>> Start PASSAGE SHOWN

Interior mutability - cannot return value referencing temporary value

Hi,

For fun, I implemented a queue with two stacks. The queue's peek method should take &self , instead of &mut self as the mutation is not observable from the outside. However, when using RefCell's, I get error
message

cannot return value referencing temporary value

which I understand, but don;t know a way around. Does anybody know how to do this? Code here.

Thank you,

You need to either return Ref or return a smart pointer that wraps Ref. You can't return a normal reference.

1 Like

Note that in your &mut self methods, you should prefer to use RefCell::get_mut instead of borrow or borrow_mut as get_mut is guaranteed to succeed. To solve the returning reference issue, you can return a Ref instead.

fn peek(&self) -> Option<Ref<u64>> {
    if self.dequeue_stack.borrow().is_empty() {
        let mut deque_ref = self.dequeue_stack.borrow_mut();
        let mut enque_ref = self.enqueue_stack.borrow_mut();
        while !enque_ref.is_empty() {
            let item = enque_ref.pop();
            deque_ref.push(item);
        }
        if deque_ref.is_empty() {
            return None;
        }
    }
    Some(Ref::map(self.dequeue_stack.borrow(), |stack| stack.peek().unwrap()))
}

playground

Note that the existence of this Ref will cause a panic if borrow_mut is called on dequeue_stack before the Ref is dropped. Thus the code above is designed to only call borrow_mut if items need to be moved over, which means that if a Ref still exists, the Queue is borrowed immutably, so you cannot call the &mut self methods that modify it, meaning that the api above is panic-free.

3 Likes

Thank you both for your replies.
I was hoping I can avoid Ref is the method signature as that would leak
implementation details.

You can't avoid it with RefCell, sorry.

You can wrap the Ref in your own type, but you can't get rid of it.

OK, thank you both very much. Good to know...

>> End PASSAGE SHOWN
>> Start RECORD SET

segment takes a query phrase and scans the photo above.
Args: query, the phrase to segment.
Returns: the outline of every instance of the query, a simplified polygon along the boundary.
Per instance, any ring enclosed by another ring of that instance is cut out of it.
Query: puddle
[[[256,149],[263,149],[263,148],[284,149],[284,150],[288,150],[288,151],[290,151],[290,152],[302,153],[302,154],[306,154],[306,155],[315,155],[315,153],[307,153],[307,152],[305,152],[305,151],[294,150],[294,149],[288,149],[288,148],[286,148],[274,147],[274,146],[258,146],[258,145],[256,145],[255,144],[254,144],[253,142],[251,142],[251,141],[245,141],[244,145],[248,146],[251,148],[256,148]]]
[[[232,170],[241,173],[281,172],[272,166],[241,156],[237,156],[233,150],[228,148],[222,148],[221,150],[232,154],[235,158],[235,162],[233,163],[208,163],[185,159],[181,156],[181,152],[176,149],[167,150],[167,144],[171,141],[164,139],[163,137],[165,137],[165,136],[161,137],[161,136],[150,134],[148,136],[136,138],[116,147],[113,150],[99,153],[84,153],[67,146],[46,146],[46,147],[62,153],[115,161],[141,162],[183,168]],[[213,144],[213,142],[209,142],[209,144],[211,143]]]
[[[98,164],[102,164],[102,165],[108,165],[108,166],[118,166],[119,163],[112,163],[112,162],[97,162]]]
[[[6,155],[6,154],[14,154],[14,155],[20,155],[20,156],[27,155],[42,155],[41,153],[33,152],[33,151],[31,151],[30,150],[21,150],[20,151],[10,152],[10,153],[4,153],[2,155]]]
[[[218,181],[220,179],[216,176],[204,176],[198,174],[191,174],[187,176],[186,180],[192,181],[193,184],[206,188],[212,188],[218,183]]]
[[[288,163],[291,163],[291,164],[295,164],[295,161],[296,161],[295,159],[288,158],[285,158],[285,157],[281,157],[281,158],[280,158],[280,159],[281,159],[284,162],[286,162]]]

>> End RECORD SET

> AIM OF THE EXERCISE
Set down, word for word, the stretch of the RefCell forum thread from "You need to" through "a Ref instead.".

> EXPECTED ANSWER
You need to either return Ref or return a smart pointer that wraps Ref. You can't return a normal reference.

1 Like

Note that in your &mut self methods, you should prefer to use RefCell::get_mut instead of borrow or borrow_mut as get_mut is guaranteed to succeed. To solve the returning reference issue, you can return a Ref instead.